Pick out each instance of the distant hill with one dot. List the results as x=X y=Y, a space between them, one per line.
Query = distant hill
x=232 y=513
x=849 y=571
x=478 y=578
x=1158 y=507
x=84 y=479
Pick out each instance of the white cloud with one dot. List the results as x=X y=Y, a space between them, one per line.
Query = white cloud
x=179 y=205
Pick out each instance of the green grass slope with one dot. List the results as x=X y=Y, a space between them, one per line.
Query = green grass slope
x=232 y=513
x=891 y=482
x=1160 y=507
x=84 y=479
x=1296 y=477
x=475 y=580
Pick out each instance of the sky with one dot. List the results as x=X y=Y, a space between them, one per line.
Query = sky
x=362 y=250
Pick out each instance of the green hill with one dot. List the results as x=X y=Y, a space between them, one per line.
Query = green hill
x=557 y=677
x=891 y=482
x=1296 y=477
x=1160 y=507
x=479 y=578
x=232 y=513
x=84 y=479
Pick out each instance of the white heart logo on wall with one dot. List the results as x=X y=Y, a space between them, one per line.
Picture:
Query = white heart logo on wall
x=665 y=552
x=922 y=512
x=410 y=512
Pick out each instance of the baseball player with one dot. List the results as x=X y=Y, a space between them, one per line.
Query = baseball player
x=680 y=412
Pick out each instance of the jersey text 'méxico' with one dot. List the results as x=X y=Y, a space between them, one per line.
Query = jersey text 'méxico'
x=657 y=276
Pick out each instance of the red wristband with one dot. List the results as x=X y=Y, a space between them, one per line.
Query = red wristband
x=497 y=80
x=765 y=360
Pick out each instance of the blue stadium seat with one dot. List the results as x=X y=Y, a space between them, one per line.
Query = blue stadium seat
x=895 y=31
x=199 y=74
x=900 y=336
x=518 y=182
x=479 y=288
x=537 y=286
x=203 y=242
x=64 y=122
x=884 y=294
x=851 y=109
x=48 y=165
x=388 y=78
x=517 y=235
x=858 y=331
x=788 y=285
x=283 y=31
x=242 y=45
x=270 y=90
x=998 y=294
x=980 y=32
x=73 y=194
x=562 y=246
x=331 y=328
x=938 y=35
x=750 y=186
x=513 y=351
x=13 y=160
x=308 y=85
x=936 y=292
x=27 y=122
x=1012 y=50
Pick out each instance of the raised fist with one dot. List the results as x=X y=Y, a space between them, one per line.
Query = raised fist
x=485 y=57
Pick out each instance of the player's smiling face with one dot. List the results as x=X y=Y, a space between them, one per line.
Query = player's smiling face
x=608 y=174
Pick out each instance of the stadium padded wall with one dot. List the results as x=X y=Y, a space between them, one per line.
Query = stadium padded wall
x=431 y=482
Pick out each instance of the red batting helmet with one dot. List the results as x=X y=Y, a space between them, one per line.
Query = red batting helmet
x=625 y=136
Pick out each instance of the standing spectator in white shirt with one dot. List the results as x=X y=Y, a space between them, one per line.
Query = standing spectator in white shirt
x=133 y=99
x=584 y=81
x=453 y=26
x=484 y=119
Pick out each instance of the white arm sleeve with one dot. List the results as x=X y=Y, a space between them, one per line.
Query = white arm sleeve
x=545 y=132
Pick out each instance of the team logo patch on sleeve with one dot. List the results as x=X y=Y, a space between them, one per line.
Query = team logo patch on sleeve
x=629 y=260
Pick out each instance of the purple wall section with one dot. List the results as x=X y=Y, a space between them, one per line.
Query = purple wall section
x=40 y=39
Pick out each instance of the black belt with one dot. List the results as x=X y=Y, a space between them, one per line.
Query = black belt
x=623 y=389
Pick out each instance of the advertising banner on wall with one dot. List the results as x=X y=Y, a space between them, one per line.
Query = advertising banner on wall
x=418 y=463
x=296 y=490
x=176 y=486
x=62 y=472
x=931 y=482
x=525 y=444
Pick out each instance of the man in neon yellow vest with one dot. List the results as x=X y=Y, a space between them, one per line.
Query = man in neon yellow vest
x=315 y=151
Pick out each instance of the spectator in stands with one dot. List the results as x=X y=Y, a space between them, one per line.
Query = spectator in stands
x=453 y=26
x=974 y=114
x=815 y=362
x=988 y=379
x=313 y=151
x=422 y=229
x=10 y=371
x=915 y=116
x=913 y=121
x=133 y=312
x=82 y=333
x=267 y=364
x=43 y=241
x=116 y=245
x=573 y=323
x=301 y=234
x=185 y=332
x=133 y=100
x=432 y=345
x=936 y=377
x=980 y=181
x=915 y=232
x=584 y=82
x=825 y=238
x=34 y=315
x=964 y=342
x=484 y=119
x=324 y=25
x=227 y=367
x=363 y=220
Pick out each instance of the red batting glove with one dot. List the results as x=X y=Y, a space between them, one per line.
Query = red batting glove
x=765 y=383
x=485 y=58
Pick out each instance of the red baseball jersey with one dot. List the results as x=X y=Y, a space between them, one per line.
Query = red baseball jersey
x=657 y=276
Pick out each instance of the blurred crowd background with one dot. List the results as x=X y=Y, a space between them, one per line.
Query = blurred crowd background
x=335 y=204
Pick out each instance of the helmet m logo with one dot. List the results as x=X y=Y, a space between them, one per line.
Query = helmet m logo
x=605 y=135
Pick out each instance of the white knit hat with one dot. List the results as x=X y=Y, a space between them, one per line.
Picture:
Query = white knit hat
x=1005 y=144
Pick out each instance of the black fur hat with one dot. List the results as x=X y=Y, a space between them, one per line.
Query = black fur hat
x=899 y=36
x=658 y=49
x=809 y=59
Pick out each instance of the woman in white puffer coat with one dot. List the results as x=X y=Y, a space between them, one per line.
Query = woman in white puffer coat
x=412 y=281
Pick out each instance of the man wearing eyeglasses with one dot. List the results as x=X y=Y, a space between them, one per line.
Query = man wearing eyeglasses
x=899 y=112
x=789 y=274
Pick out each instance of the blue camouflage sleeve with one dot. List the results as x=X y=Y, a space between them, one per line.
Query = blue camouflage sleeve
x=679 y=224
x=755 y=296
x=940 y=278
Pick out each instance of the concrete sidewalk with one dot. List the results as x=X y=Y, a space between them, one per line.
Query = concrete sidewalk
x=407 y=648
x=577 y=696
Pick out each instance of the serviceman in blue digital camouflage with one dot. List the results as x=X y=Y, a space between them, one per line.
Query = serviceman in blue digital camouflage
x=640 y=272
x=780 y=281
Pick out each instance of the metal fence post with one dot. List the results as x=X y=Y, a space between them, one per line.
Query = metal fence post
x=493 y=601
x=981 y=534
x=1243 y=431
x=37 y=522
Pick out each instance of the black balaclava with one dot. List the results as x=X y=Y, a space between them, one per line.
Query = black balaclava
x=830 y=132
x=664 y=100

§ Work instruction:
Return the listing in full, matching each word exactly.

§ Exercise response:
Pick out each instance of the distant hill with one dot. List the results as x=X y=Y, a space between them, one per line.
Query = distant hill
x=232 y=513
x=849 y=571
x=478 y=578
x=1158 y=507
x=84 y=479
Pick out each instance of the white cloud with one dot. List the results as x=X y=Y, a space between them, one per line.
Query = white cloud
x=179 y=205
Pick out each instance of the green grass slope with one dot. List the results as x=X y=Y, a space between them, one per line.
Query = green grass slope
x=232 y=513
x=891 y=482
x=1160 y=507
x=84 y=479
x=1296 y=477
x=475 y=580
Pick out each instance of the sky with one dot. List the results as x=X y=Y, a space between them, one per line.
Query = sky
x=362 y=250
Pick out each instance of the green hill with one dot. List the results as x=X y=Y, a space between them, one per line.
Query = green hill
x=557 y=677
x=891 y=482
x=1296 y=477
x=1160 y=507
x=479 y=578
x=232 y=513
x=84 y=479
Pick out each instance of the white heart logo on wall with one dot. List the results as x=X y=Y, a space between them, one per line.
Picture:
Query = white heart logo on wall
x=665 y=552
x=922 y=512
x=410 y=512
Pick out each instance of the baseball player with one dot. List the results as x=X y=Y, a space between them, one per line.
Query = baseball player
x=680 y=412
Pick out each instance of the jersey text 'méxico' with one dot. List the results as x=X y=Y, a space between them, one per line.
Query = jersey text 'méxico'
x=657 y=276
Pick out each instance of the red wristband with one dot. List the results as x=X y=Y, a space between them, one per line.
Query = red wristband
x=497 y=80
x=765 y=360
Pick out each instance of the blue stadium seat with one dot. List the results as x=X y=Y, a space between them, one per line.
Query = blue stadium seat
x=895 y=31
x=199 y=74
x=900 y=336
x=518 y=182
x=479 y=288
x=537 y=286
x=203 y=242
x=64 y=122
x=884 y=294
x=851 y=109
x=48 y=165
x=388 y=78
x=517 y=235
x=858 y=331
x=788 y=285
x=283 y=31
x=242 y=45
x=270 y=90
x=998 y=294
x=980 y=32
x=73 y=194
x=562 y=246
x=331 y=328
x=938 y=35
x=750 y=186
x=513 y=351
x=13 y=160
x=308 y=85
x=936 y=292
x=27 y=122
x=1012 y=50
Pick out each instance of the raised fist with one dot. List the results as x=X y=Y, a space between them, one per line.
Query = raised fist
x=485 y=57
Pick out each instance of the player's smiling face with one dot. List the results as x=X y=Y, a space between them, one per line.
Query = player's smiling face
x=608 y=174
Pick out each instance of the stadium padded wall with one dot. List the results as x=X y=Y, a space between them, one per line.
Query = stadium padded wall
x=431 y=482
Pick out each instance of the red batting helmet with one dot. List the results as x=X y=Y, a space between them, one per line.
Query = red batting helmet
x=625 y=136
Pick out each instance of the standing spectator in white shirt with one dot. List the results as x=X y=Y, a space between them, one per line.
Query = standing spectator in white shirt
x=133 y=99
x=584 y=81
x=453 y=26
x=484 y=119
Pick out each instance of the white arm sleeve with one dot. List the results as x=X y=Y, a space between them, one per line.
Query = white arm sleeve
x=545 y=132
Pick out each instance of the team logo patch on sleeve with one dot. List the results as x=X y=Y, a space between them, one per line.
Query = team logo patch on sleeve
x=629 y=260
Pick out each instance of the purple wall section with one dot. List the results as x=X y=Y, a space between them, one per line.
Query = purple wall section
x=40 y=39
Pick out each instance of the black belt with one dot. List the results as x=X y=Y, a space between them, one per line.
Query = black belt
x=623 y=389
Pick out each instance of the advertising banner on wall with one dot. List the results as x=X y=Y, a space between them, one per line.
Query = advertising banner on wall
x=418 y=463
x=296 y=490
x=176 y=486
x=62 y=472
x=931 y=482
x=525 y=444
Pick out each instance of the man in neon yellow vest with one dot. List the results as x=X y=Y, a space between them, one per line.
Query = man in neon yellow vest
x=315 y=151
Pick out each instance of the spectator in stands with one dot. List the results as x=X y=Y, a space between them, one per line.
Query = spectator in stands
x=453 y=26
x=974 y=114
x=815 y=362
x=988 y=379
x=313 y=151
x=422 y=229
x=10 y=371
x=915 y=116
x=913 y=121
x=133 y=312
x=82 y=333
x=267 y=364
x=43 y=241
x=116 y=245
x=573 y=323
x=301 y=234
x=185 y=332
x=133 y=100
x=432 y=345
x=936 y=377
x=980 y=181
x=915 y=232
x=584 y=82
x=825 y=238
x=34 y=315
x=964 y=342
x=484 y=119
x=324 y=25
x=227 y=367
x=363 y=220
Pick out each instance of the red batting glove with one dot. List the results as x=X y=Y, a space between them, one per line.
Query = red batting glove
x=765 y=383
x=485 y=58
Pick out each instance of the red baseball jersey with one dot. List the results as x=X y=Y, a space between them, one per line.
Query = red baseball jersey
x=657 y=276
Pick out each instance of the blurred crowd background with one dot. List the results as x=X y=Y, a space between them, one per line.
Query = blurred crowd background
x=335 y=204
Pick out each instance of the helmet m logo with one dot. List the results as x=X y=Y, a space between them, one per line.
Query = helmet m logo
x=605 y=135
Pick out each instance of the white knit hat with one dot. List the results as x=X y=Y, a space between them, one per line.
Picture:
Query = white knit hat
x=1005 y=144
Pick out each instance of the black fur hat with one dot. List the results as x=X y=Y, a space between them, one per line.
Query = black fur hat
x=899 y=36
x=658 y=49
x=809 y=59
Pick out each instance of the woman in white puffer coat with one dot. List the results as x=X y=Y, a space between them, one per line.
Query = woman in white puffer coat
x=412 y=281
Pick out each instance of the man wearing eyeglasses with one dot. List the results as x=X y=Y, a space between them, one per line.
Query = man wearing eyeglasses
x=899 y=112
x=789 y=274
Pick out each instance of the blue camouflage sleeve with one dot. List the results as x=X y=Y, a space between them, one per line.
Query = blue camouflage sleeve
x=679 y=224
x=755 y=296
x=940 y=278
Pick out each instance of the concrete sidewalk with one dot. List the results as x=X y=Y, a space between them, one per line.
Query = concrete sidewalk
x=407 y=648
x=577 y=696
Pick out each instance of the serviceman in blue digital camouflage with one dot. List the results as x=X y=Y, a space between them, one per line.
Query = serviceman in blue digital camouflage
x=640 y=272
x=780 y=281
Pick out each instance of the metal fence post with one dot. List the results as x=X y=Y, a space between them, one per line.
Query = metal fence post
x=493 y=601
x=981 y=534
x=1243 y=431
x=37 y=522
Pick out each instance of the black balaclava with one dot. List the results as x=X y=Y, a space between them, one per line.
Query = black balaclava
x=830 y=132
x=664 y=100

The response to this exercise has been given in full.